▶ _正文_
= = = = =

皮姆借用管理學術語“風險管理”(risk management),試圖修正圖里的標準化法則。他認為,“譯者傾向于將原文語言標準化或化解原文的干擾,因為這是降低或轉移交際風險的兩個主要辦法”;標準化是“規避風險的策略”,其根源是“譯者的活動不受獎勵結構的支配,因此譯者一般不會有冒險的意向”;“如果愿意冒險的譯者會被獎賞(無論經濟、象征性還是社會獎賞),那么他們就會去冒險,而不是設法轉移風險”(Pym, 2008: 325-326)。顯然,圖里對翻譯標準化現象提出了理論假設,皮姆則從經濟學和管理學的視角對其進行分析,其中不乏為譯者辯護的意味(另見Pym, 2015)。拉莫斯·平托(Ramos Pinto, 2012: 159)指出:導致譯者采用標準化譯法的外部制約因素包括審查制度(censorship)、機構施壓、翻譯職業地位低下、對于語言準確性的理念等;語料庫數據分析顯示,標準化在譯本中是一個“反復出現的現象”,因而目前“已被視為一種翻譯共性(translation universal)。” 羅薩(Rosa, 2012: 93)則認為,“譯者不把地位較低、非標準的文學變體在譯文中再現出來,而是將其標準化,從而造成一個‘單聲’(monoglossic)譯本,是因為其翻譯決策可能受制于各種動機和制約因素”,包括:(1)給譯者的任務書中載明的編輯指導方針;(2)目標文化中有約束力的翻譯規范;(3)目標讀者以及譯者對其閱讀期待的推測;(4)難以確定一種既對等又能為目標讀者接受的目標語方言;(5)試圖避免方言對譯法可能產生的并非出于作者本意的效果;(6)委托人給譯者的時間緊、酬金低、翻譯工具和資源缺乏。
以上(3)、(5)屬于譯者的個人“動機”,其它都是外部“制約因素”。不難看出,皮姆、拉莫斯·平托和羅薩均強調經濟因素和職業地位對譯者翻譯策略選擇的潛在影響。

= = = = =

▶ _原始資料_
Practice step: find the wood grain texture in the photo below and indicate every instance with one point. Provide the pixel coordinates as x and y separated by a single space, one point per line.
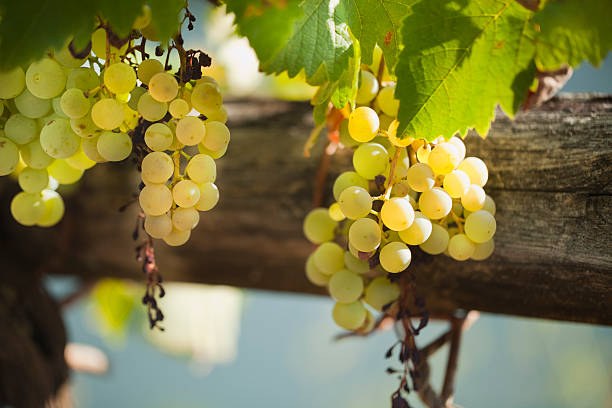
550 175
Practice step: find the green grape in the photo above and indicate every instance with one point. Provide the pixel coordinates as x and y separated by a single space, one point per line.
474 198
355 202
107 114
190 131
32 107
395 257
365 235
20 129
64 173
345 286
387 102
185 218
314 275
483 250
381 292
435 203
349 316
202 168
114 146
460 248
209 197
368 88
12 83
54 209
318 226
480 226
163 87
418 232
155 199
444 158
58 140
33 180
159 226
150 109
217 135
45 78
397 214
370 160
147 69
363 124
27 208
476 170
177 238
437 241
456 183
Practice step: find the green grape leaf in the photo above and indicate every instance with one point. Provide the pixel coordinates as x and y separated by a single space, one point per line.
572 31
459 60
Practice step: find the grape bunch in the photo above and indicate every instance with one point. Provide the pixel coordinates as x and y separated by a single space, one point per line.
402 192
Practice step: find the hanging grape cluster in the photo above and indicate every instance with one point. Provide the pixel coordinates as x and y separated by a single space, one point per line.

= = = = =

▶ _練習目標_
閱讀上方正文後,判斷下列三項陳述是否與正文相符,每項答「是」或「否」,並原文照錄正文中起決定作用的字句。
(a) 皮姆認為,願意冒險的譯者若能獲得獎賞,就會去冒險,而不是設法轉移風險。
(b) 拉莫斯·平托指出,標準化目前尚未被視為一種翻譯共性。
(c) 羅薩所列的第(6)項因素屬於譯者的個人動機。

▶ _參考答案_
(a) 是。「如果愿意冒險的譯者會被獎賞(無論經濟、象征性還是社會獎賞),那么他們就會去冒險,而不是設法轉移風險」
(b) 否。「已被視為一種翻譯共性(translation universal)。」
(c) 否。「以上(3)、(5)屬于譯者的個人“動機”,其它都是外部“制約因素”」